#### [EXERCISE PROMPT]
Change every "rough mask" to "coarse mask" in the records below, keeping everything else the same, and leave the pictures out of your answer.

(Stored items from a collection)
******
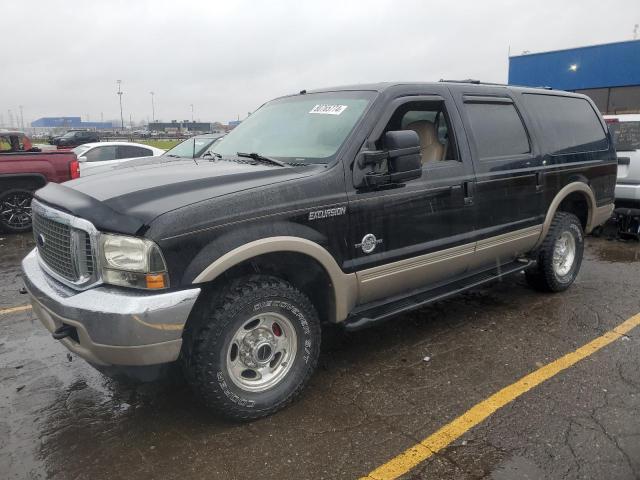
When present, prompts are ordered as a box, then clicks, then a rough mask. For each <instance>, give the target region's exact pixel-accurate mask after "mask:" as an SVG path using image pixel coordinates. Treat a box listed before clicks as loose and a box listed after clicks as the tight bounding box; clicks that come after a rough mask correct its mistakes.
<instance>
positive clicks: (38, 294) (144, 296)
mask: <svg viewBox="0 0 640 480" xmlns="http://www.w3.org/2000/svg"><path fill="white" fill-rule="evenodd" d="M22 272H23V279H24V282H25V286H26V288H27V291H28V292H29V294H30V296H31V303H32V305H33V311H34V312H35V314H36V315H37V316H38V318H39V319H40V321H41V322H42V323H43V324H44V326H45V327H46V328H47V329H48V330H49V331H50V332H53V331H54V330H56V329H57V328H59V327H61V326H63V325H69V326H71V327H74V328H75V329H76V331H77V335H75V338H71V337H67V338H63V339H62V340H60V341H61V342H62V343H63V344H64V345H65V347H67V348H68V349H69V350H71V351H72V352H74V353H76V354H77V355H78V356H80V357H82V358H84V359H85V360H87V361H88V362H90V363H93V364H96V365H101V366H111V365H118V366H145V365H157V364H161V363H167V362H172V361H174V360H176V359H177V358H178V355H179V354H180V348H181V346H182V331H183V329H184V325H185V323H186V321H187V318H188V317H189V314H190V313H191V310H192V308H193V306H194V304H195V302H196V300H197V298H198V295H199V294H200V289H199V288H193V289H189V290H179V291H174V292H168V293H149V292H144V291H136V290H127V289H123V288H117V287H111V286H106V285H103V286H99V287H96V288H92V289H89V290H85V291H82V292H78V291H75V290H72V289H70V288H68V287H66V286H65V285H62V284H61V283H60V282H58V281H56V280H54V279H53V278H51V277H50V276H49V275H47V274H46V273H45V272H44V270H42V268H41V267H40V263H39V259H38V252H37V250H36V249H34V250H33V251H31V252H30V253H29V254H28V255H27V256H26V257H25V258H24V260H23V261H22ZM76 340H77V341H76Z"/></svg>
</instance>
******
#### [TASK RESULT]
When present, prompts are ordered as a box, then clicks, then a coarse mask. For each <instance>, give the target region's exact pixel-accurate mask after "mask:" as an SVG path using image pixel coordinates. Treat a box listed before clicks as loose and a box listed after clicks as the tight bounding box; clicks that come after a coarse mask correct its mistakes.
<instance>
positive clicks: (38, 294) (144, 296)
mask: <svg viewBox="0 0 640 480" xmlns="http://www.w3.org/2000/svg"><path fill="white" fill-rule="evenodd" d="M22 272H23V279H24V282H25V286H26V288H27V291H28V292H29V294H30V296H31V303H32V305H33V311H34V312H35V314H36V315H37V316H38V318H39V319H40V321H41V322H42V323H43V324H44V326H45V327H46V328H47V329H48V330H49V331H50V332H53V331H54V330H56V329H57V328H59V327H61V326H63V325H69V326H71V327H74V328H75V329H76V331H77V335H75V338H71V337H67V338H63V339H62V340H60V341H61V342H62V343H63V344H64V345H65V347H67V348H68V349H69V350H71V351H72V352H74V353H76V354H77V355H78V356H80V357H82V358H84V359H85V360H87V361H88V362H90V363H93V364H96V365H101V366H111V365H118V366H145V365H157V364H161V363H167V362H172V361H174V360H176V359H177V358H178V355H179V354H180V348H181V346H182V331H183V329H184V325H185V323H186V321H187V318H188V317H189V314H190V313H191V310H192V308H193V306H194V304H195V302H196V300H197V298H198V295H199V294H200V289H199V288H193V289H189V290H179V291H174V292H168V293H149V292H144V291H136V290H127V289H123V288H117V287H111V286H106V285H103V286H99V287H96V288H92V289H89V290H85V291H82V292H78V291H75V290H72V289H70V288H68V287H66V286H65V285H62V284H61V283H60V282H58V281H56V280H54V279H53V278H51V277H50V276H49V275H47V274H46V273H45V272H44V270H42V268H41V267H40V263H39V259H38V252H37V250H36V249H34V250H33V251H31V252H30V253H29V254H28V255H27V256H26V257H25V258H24V260H23V261H22ZM76 340H77V341H76Z"/></svg>
</instance>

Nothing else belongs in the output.